_Written request_. Can you rewrite the listing below as a numbered list, starting at the line that contains "Query: white paper" and running through the end of the listing, with blank lines and pictures left out?

_The records_.
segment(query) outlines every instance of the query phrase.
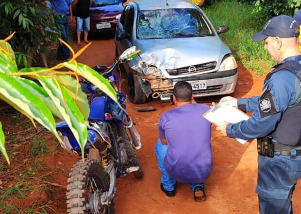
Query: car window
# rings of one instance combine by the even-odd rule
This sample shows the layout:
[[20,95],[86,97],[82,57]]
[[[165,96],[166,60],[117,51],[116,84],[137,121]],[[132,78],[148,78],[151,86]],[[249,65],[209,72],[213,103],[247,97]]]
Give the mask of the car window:
[[139,39],[176,38],[184,34],[214,35],[201,13],[190,8],[140,11],[136,31]]
[[120,0],[92,0],[92,7],[118,4]]
[[120,23],[123,27],[124,27],[124,25],[125,25],[126,18],[128,15],[130,9],[131,7],[130,6],[126,6],[124,10],[123,10],[123,12],[122,12],[122,13],[121,14],[121,16],[120,17]]
[[132,35],[134,21],[134,10],[133,8],[131,7],[128,13],[128,15],[125,18],[125,25],[124,25],[124,30],[130,35]]

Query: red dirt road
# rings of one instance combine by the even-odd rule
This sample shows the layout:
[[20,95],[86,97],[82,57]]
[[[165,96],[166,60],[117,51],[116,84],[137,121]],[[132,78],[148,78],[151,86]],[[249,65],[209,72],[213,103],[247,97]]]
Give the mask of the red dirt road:
[[[97,63],[110,64],[115,57],[113,36],[92,42],[91,46],[79,61],[91,66]],[[123,74],[122,78],[125,77],[126,75]],[[247,97],[259,95],[263,81],[263,77],[254,77],[239,65],[236,89],[233,96]],[[126,84],[123,85],[123,92],[126,92]],[[220,98],[205,98],[198,99],[197,102],[210,104],[212,101],[218,101]],[[177,184],[175,197],[168,198],[160,189],[160,172],[153,148],[158,137],[159,117],[174,106],[169,102],[153,99],[140,106],[151,106],[158,109],[154,112],[138,112],[133,109],[137,105],[129,102],[127,107],[141,136],[143,147],[137,152],[137,155],[143,166],[145,176],[142,179],[137,179],[133,175],[129,175],[117,180],[115,199],[117,214],[258,213],[257,197],[255,193],[257,167],[255,141],[242,145],[235,140],[221,136],[213,127],[212,145],[214,166],[212,175],[205,182],[207,200],[201,203],[194,202],[192,191],[188,185],[184,184]],[[293,204],[296,214],[301,213],[301,205],[298,203],[301,197],[301,186],[299,186],[294,194]]]
[[[97,64],[111,64],[115,56],[114,36],[98,36],[91,41],[92,45],[79,57],[78,61],[91,67]],[[77,46],[75,48],[77,51],[80,47]],[[240,65],[238,71],[236,91],[232,95],[235,97],[247,97],[260,94],[264,77],[254,77]],[[123,73],[121,78],[126,76]],[[126,92],[126,84],[124,82],[122,85],[122,92]],[[204,98],[197,101],[210,104],[212,101],[218,102],[220,98],[220,97]],[[158,110],[138,112],[134,108],[137,106],[152,106]],[[214,165],[212,175],[205,182],[207,200],[195,202],[192,192],[187,184],[177,184],[176,195],[172,198],[167,197],[161,191],[160,172],[157,165],[153,148],[158,137],[159,116],[165,111],[174,107],[174,106],[168,102],[163,102],[159,100],[150,99],[146,104],[139,106],[129,102],[127,110],[136,123],[136,128],[141,136],[143,146],[137,154],[144,167],[145,175],[141,179],[135,178],[133,174],[117,179],[117,195],[114,199],[117,214],[258,214],[257,196],[255,193],[257,167],[255,141],[242,145],[235,140],[221,136],[215,131],[214,126],[212,145]],[[5,122],[4,124],[8,125],[9,119],[5,117],[6,115],[4,114],[0,115],[0,121],[2,124]],[[15,127],[12,127],[12,125],[3,125],[6,129],[7,139],[9,139],[9,135],[16,138],[25,138],[28,133],[25,125],[24,123],[18,126],[16,124]],[[29,128],[33,129],[32,125],[29,125]],[[17,132],[19,133],[18,135],[16,134]],[[19,136],[20,134],[25,136]],[[46,175],[51,176],[48,178],[51,183],[46,183],[49,184],[49,187],[55,192],[43,190],[40,194],[36,190],[33,190],[25,199],[21,199],[20,203],[17,203],[13,198],[7,199],[5,203],[17,204],[26,210],[33,205],[41,206],[49,202],[57,213],[66,214],[66,190],[64,187],[67,184],[70,169],[80,158],[78,155],[70,154],[60,147],[55,150],[53,145],[57,146],[57,143],[53,142],[53,138],[49,132],[42,132],[40,137],[52,146],[49,153],[37,157],[37,160],[41,160],[45,167],[43,171],[36,172],[36,176],[38,176],[36,178],[42,178],[41,179],[45,181],[47,180]],[[5,171],[0,172],[0,188],[2,186],[4,188],[7,188],[15,185],[18,182],[17,179],[18,175],[21,172],[26,173],[32,166],[29,143],[13,144],[18,148],[16,150],[17,152],[13,153],[11,156],[11,166]],[[6,164],[3,163],[3,159],[0,160],[1,164]],[[37,186],[41,183],[45,184],[45,182],[43,183],[43,180],[38,181],[33,178],[30,181],[33,185]],[[296,187],[293,200],[295,214],[301,214],[301,186],[299,185]]]

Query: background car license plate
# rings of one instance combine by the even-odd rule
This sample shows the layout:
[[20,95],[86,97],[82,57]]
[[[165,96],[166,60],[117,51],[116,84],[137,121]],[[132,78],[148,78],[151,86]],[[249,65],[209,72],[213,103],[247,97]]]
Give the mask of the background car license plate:
[[188,82],[191,85],[192,90],[204,90],[207,89],[206,81],[199,80]]
[[103,28],[110,28],[111,27],[110,23],[103,23],[102,24],[96,24],[96,29],[102,29]]

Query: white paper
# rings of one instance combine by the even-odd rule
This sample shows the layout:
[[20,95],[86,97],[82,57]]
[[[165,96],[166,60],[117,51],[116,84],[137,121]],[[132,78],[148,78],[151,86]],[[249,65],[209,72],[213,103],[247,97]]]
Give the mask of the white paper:
[[[228,105],[217,106],[219,107],[218,108],[214,110],[210,109],[203,115],[205,119],[214,124],[215,122],[236,124],[243,120],[247,120],[250,118],[245,112],[232,106]],[[238,138],[235,139],[242,144],[247,141]]]

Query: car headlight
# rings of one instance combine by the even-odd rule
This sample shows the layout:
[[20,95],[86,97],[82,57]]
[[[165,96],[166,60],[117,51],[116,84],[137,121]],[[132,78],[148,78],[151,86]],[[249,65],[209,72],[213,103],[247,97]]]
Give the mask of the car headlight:
[[161,71],[156,67],[148,65],[144,63],[142,66],[142,69],[145,75],[153,75],[156,76],[162,76]]
[[219,66],[219,71],[229,71],[235,69],[237,68],[236,62],[233,55],[230,55],[224,59]]

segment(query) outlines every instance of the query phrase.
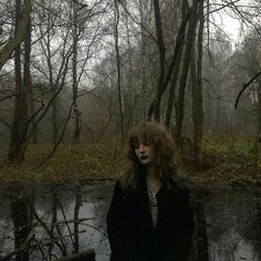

_Answer to this task_.
1. Query: white paper
2. # rings of one instance combine by the even-odd rule
3. This sample shows the layout:
4. [[20,95],[86,97],[82,57]]
5. [[[165,96],[166,60],[117,51],[116,84],[137,121]],[[132,78],[148,78],[151,86]],[[249,65],[209,72],[213,103],[247,97]]]
6. Give the mask of the white paper:
7. [[[228,105],[217,106],[219,107],[218,108],[214,110],[210,109],[203,115],[205,119],[214,124],[215,122],[236,124],[243,120],[247,120],[250,118],[245,112],[232,106]],[[238,138],[235,139],[242,144],[247,141]]]
8. Query: car headlight
9. # rings of one instance combine by the even-odd rule
10. This sample shows the layout:
11. [[20,95],[86,97],[82,57]]
12. [[[165,96],[166,60],[117,51],[116,84],[137,121]],[[132,78],[148,78],[151,86]],[[249,65],[209,72],[213,103],[247,97]]]
13. Give the mask of the car headlight:
14. [[161,71],[156,67],[148,65],[144,63],[142,66],[142,69],[145,75],[153,75],[156,76],[162,76]]
15. [[219,66],[219,71],[229,71],[235,69],[237,68],[236,62],[233,55],[230,55],[224,59]]
16. segment(query) outlines every instance of the query phrase.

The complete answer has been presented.